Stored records

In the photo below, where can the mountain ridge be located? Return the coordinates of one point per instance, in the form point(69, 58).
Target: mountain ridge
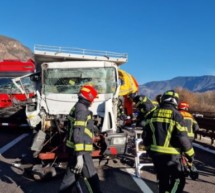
point(192, 83)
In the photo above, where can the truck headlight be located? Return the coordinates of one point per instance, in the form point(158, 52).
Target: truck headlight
point(118, 140)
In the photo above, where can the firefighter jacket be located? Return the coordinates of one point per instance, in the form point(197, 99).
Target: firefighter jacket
point(145, 106)
point(164, 132)
point(190, 123)
point(80, 131)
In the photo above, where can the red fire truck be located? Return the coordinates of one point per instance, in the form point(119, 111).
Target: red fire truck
point(12, 101)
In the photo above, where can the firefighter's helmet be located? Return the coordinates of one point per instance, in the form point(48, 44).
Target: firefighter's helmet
point(171, 97)
point(183, 106)
point(88, 92)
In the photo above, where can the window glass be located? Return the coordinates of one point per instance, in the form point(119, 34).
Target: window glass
point(69, 81)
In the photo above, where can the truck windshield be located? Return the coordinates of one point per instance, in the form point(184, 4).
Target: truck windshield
point(7, 86)
point(69, 81)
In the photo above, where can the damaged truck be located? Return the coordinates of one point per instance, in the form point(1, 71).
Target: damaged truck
point(62, 72)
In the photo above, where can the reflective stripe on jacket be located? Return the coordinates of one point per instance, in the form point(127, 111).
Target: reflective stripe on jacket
point(80, 133)
point(190, 123)
point(164, 132)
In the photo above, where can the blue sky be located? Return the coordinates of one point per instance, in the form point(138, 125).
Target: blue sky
point(163, 38)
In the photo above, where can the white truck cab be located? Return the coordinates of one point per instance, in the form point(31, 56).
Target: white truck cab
point(62, 73)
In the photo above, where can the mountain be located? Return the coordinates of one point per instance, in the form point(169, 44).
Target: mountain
point(194, 84)
point(13, 49)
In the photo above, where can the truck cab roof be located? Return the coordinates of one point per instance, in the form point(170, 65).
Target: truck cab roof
point(44, 53)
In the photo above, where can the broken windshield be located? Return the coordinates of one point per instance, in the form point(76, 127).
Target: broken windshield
point(69, 81)
point(7, 86)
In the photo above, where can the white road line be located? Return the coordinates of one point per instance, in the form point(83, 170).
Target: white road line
point(12, 143)
point(204, 148)
point(140, 182)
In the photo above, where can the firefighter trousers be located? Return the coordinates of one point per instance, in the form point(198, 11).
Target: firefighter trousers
point(169, 173)
point(69, 181)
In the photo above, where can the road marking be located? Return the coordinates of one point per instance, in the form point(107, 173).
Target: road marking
point(140, 182)
point(204, 148)
point(12, 143)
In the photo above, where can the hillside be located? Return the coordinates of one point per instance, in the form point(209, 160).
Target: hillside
point(194, 84)
point(13, 49)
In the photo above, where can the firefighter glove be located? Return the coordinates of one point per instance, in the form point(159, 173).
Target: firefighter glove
point(79, 165)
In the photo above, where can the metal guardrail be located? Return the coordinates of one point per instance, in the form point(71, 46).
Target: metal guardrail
point(80, 51)
point(207, 128)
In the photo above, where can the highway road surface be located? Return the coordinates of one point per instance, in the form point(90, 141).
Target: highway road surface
point(115, 177)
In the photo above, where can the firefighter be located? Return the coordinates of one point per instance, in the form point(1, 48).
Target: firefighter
point(189, 121)
point(165, 138)
point(79, 143)
point(144, 106)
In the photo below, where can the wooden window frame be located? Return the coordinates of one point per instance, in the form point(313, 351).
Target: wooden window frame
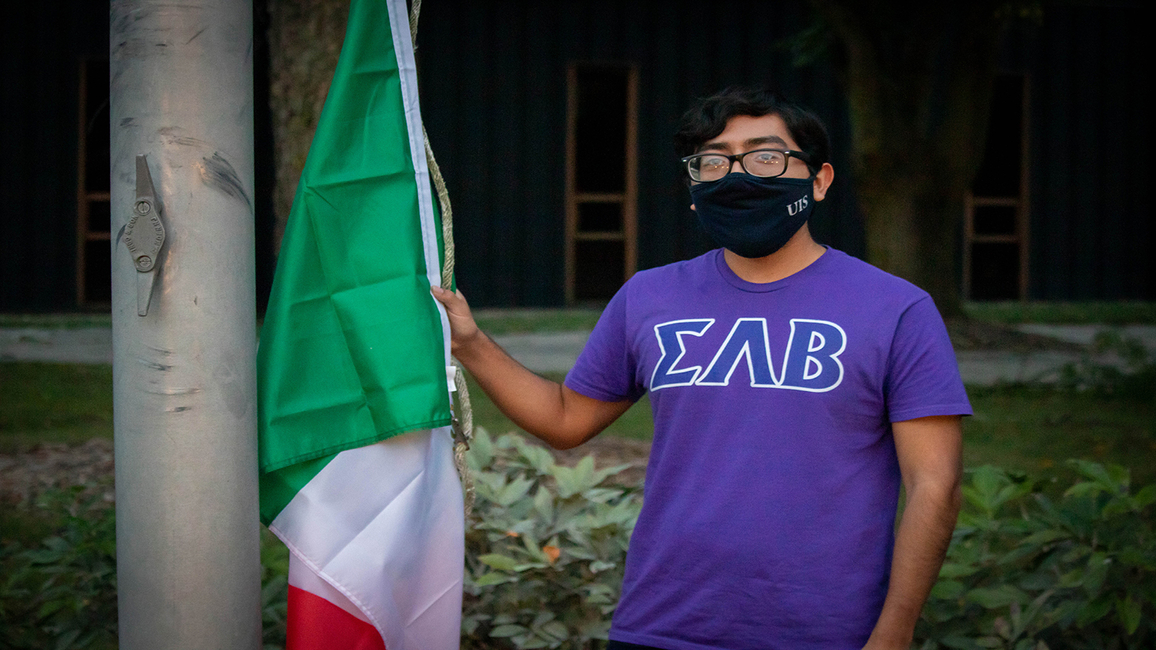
point(1021, 204)
point(84, 199)
point(629, 198)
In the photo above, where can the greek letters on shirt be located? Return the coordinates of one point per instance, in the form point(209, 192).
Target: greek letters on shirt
point(810, 361)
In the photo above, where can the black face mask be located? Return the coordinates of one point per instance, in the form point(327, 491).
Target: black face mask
point(753, 216)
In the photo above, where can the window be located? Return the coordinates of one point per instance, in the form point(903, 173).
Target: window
point(94, 261)
point(995, 218)
point(601, 179)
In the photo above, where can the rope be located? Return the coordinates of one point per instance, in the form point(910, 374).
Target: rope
point(462, 427)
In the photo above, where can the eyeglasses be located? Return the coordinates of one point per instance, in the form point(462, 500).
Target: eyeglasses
point(764, 163)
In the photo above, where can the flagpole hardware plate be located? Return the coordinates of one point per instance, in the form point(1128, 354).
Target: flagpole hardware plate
point(145, 235)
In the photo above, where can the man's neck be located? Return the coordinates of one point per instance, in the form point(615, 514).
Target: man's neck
point(798, 253)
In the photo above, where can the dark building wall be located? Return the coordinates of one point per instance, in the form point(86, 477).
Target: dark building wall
point(42, 47)
point(1091, 218)
point(494, 98)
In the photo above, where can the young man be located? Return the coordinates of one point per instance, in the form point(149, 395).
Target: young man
point(793, 389)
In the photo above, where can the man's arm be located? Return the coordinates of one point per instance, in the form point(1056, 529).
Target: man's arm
point(930, 451)
point(558, 415)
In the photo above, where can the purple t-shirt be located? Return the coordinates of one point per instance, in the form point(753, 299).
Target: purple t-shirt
point(770, 499)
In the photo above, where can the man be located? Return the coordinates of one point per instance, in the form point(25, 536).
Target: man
point(792, 386)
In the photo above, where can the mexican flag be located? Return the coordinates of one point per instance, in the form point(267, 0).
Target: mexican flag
point(356, 464)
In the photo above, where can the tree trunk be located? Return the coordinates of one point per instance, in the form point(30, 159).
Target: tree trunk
point(918, 81)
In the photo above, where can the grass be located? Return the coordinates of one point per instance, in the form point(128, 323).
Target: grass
point(1014, 312)
point(53, 403)
point(56, 320)
point(1035, 428)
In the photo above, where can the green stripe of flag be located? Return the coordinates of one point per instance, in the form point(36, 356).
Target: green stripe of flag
point(353, 349)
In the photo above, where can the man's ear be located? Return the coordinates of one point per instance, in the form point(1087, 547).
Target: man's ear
point(823, 179)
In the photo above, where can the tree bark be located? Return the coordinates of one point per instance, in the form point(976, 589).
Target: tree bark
point(918, 81)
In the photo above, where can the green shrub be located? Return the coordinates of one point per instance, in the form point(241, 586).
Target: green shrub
point(1030, 571)
point(61, 593)
point(546, 547)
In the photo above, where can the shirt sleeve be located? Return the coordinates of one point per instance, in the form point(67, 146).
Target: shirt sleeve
point(607, 369)
point(923, 376)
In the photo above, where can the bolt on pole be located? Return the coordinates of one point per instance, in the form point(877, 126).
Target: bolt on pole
point(184, 324)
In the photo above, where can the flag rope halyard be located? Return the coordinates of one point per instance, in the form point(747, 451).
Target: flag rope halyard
point(462, 425)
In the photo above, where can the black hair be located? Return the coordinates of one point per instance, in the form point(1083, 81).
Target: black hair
point(708, 117)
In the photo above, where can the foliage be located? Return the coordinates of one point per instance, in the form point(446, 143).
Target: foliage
point(1028, 570)
point(274, 590)
point(61, 593)
point(546, 548)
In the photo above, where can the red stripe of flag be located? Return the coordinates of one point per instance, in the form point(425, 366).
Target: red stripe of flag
point(315, 623)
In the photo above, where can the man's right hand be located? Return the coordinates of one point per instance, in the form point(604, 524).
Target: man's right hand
point(462, 329)
point(553, 412)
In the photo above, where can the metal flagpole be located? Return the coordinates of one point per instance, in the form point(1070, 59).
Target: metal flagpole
point(183, 324)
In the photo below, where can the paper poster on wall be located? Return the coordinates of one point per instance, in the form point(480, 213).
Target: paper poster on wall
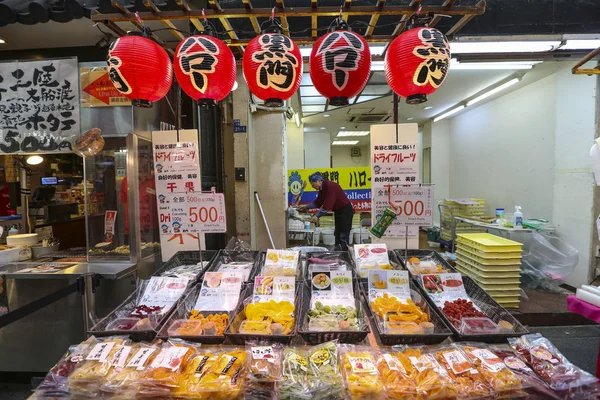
point(355, 181)
point(39, 105)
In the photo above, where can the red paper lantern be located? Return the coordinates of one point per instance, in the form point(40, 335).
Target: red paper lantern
point(205, 68)
point(416, 63)
point(272, 67)
point(340, 65)
point(139, 69)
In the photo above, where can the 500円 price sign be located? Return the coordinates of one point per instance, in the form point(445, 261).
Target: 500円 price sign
point(413, 204)
point(192, 213)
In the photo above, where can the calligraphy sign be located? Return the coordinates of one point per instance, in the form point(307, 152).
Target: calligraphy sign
point(39, 105)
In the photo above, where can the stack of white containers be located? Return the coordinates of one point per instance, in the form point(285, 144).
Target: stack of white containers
point(494, 263)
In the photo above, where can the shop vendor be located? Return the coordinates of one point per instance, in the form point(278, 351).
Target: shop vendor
point(332, 197)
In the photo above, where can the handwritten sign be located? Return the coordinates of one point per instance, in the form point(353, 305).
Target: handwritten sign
point(39, 106)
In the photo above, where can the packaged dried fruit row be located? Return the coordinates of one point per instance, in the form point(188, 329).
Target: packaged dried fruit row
point(265, 368)
point(469, 381)
point(535, 387)
point(501, 379)
point(56, 382)
point(324, 372)
point(549, 363)
point(87, 378)
point(431, 379)
point(130, 363)
point(222, 379)
point(359, 370)
point(163, 373)
point(294, 385)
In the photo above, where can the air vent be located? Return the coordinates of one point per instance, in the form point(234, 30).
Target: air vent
point(369, 118)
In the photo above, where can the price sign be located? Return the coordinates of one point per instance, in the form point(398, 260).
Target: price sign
point(413, 204)
point(192, 213)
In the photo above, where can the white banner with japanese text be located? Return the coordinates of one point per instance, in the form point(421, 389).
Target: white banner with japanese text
point(39, 105)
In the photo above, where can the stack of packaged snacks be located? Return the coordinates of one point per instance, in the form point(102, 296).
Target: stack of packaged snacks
point(359, 370)
point(552, 367)
point(324, 372)
point(86, 380)
point(264, 370)
point(466, 378)
point(503, 382)
point(294, 385)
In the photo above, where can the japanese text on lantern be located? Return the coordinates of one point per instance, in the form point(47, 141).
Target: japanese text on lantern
point(435, 53)
point(198, 60)
point(277, 64)
point(339, 60)
point(39, 106)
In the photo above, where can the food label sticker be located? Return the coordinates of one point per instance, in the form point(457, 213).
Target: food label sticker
point(100, 351)
point(395, 283)
point(262, 352)
point(230, 363)
point(362, 365)
point(139, 359)
point(393, 363)
point(457, 361)
point(121, 356)
point(201, 365)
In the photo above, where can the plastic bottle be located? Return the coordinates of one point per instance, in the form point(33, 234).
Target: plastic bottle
point(518, 218)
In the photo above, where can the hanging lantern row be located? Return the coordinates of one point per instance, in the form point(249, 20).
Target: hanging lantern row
point(416, 65)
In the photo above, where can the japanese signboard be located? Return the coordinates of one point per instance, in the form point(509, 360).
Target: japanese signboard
point(97, 90)
point(39, 106)
point(355, 181)
point(192, 213)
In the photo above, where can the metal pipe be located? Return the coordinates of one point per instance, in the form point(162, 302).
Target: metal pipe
point(264, 219)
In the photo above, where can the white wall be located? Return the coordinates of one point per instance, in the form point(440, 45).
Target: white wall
point(503, 151)
point(317, 148)
point(340, 157)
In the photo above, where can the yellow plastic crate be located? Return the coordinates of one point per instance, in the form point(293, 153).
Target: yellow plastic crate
point(484, 261)
point(489, 243)
point(487, 254)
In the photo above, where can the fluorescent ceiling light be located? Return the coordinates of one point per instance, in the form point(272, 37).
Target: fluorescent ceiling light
point(503, 47)
point(448, 113)
point(352, 133)
point(345, 142)
point(34, 160)
point(579, 44)
point(492, 92)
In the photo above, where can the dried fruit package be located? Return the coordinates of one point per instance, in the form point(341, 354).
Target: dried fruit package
point(264, 369)
point(500, 378)
point(86, 380)
point(224, 379)
point(324, 372)
point(397, 381)
point(163, 373)
point(129, 365)
point(469, 381)
point(295, 374)
point(56, 382)
point(536, 388)
point(549, 363)
point(359, 370)
point(431, 379)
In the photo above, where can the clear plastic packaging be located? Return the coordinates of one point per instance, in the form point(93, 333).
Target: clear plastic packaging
point(56, 382)
point(478, 326)
point(503, 382)
point(359, 370)
point(324, 372)
point(294, 385)
point(87, 378)
point(549, 363)
point(265, 367)
point(466, 378)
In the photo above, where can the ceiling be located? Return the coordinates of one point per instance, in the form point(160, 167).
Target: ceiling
point(459, 86)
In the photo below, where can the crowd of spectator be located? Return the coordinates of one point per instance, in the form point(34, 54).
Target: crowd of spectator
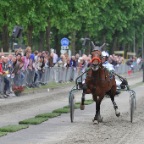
point(15, 65)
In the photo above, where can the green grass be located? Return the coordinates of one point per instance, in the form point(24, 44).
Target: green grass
point(13, 128)
point(34, 121)
point(3, 133)
point(38, 119)
point(48, 115)
point(61, 110)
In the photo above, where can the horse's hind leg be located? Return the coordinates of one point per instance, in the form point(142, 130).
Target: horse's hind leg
point(97, 115)
point(115, 106)
point(82, 106)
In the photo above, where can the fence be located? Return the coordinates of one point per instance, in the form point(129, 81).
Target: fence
point(55, 74)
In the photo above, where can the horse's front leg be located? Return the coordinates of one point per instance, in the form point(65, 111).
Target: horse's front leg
point(98, 117)
point(82, 106)
point(115, 106)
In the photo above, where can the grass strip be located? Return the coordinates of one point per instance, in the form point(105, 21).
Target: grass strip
point(13, 128)
point(48, 115)
point(61, 110)
point(34, 121)
point(3, 133)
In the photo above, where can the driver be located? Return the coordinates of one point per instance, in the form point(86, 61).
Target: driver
point(111, 69)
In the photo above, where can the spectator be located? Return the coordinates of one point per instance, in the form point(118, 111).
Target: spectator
point(3, 69)
point(41, 68)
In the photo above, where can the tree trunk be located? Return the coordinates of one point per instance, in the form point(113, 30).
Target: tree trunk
point(48, 34)
point(41, 41)
point(56, 40)
point(29, 34)
point(5, 38)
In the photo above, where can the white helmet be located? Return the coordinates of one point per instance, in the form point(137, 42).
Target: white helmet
point(105, 54)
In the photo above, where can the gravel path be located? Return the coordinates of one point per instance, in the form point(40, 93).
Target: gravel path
point(60, 131)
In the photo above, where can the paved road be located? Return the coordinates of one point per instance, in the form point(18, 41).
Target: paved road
point(60, 130)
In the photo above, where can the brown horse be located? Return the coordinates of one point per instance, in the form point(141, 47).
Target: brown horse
point(99, 82)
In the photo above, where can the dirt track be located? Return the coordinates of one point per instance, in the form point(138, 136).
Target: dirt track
point(112, 130)
point(59, 130)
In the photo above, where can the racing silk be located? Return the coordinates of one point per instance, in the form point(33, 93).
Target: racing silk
point(108, 66)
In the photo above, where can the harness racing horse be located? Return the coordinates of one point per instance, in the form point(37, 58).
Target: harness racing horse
point(99, 82)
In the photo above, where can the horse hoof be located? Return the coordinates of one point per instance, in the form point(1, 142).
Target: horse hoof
point(82, 107)
point(118, 114)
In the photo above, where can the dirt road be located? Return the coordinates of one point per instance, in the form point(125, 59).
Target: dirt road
point(59, 130)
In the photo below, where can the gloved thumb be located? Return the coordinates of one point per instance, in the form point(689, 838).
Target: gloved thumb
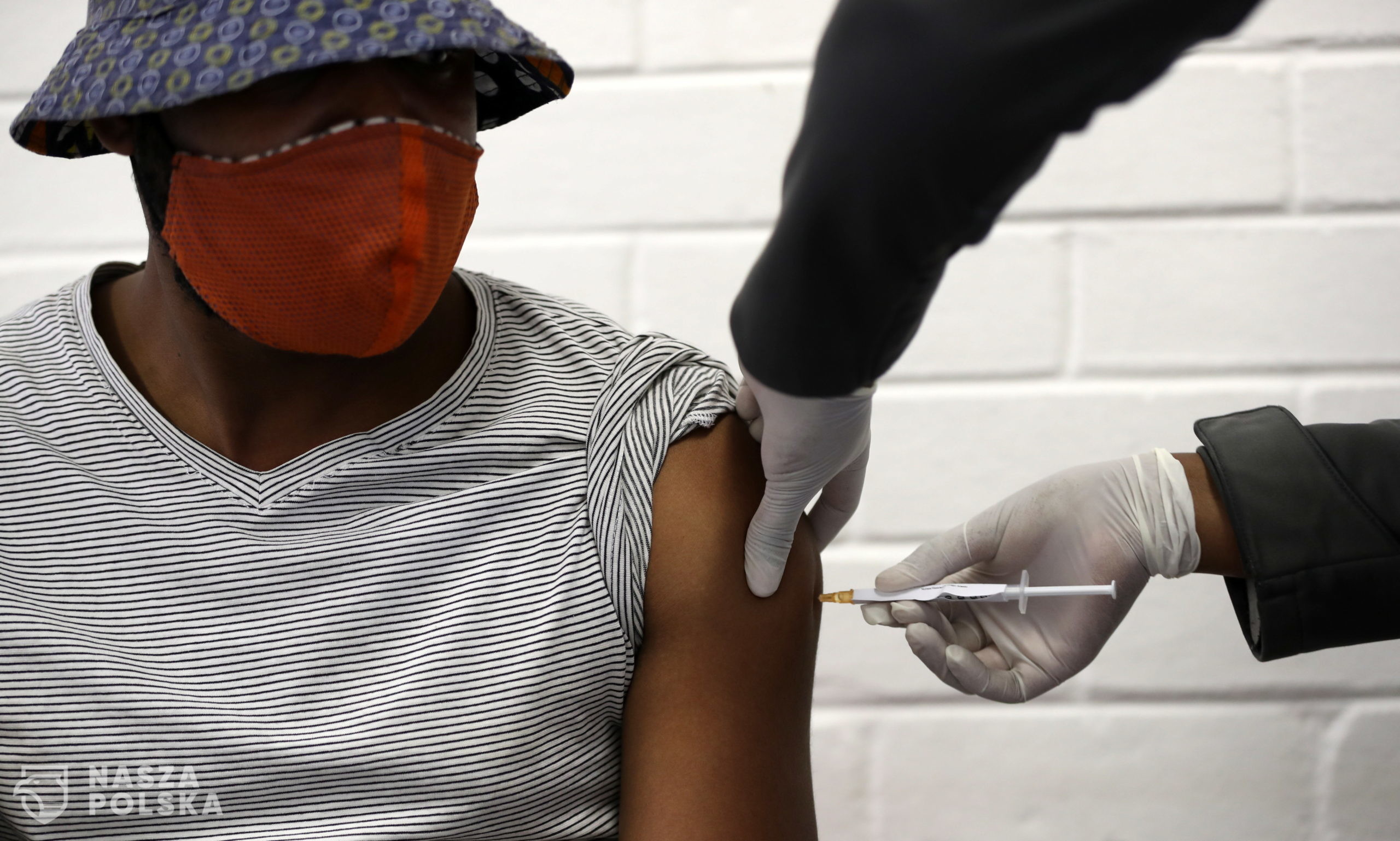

REQUIREMENT:
Pick out every line in the entries above that contains the string "roof", copying each one in full. Case counts.

RESULT OF THE TASK:
In the photo above, where can the truck cab roof be located? Return the coordinates of one point per instance, in the form point(170, 65).
Target: truck cab roof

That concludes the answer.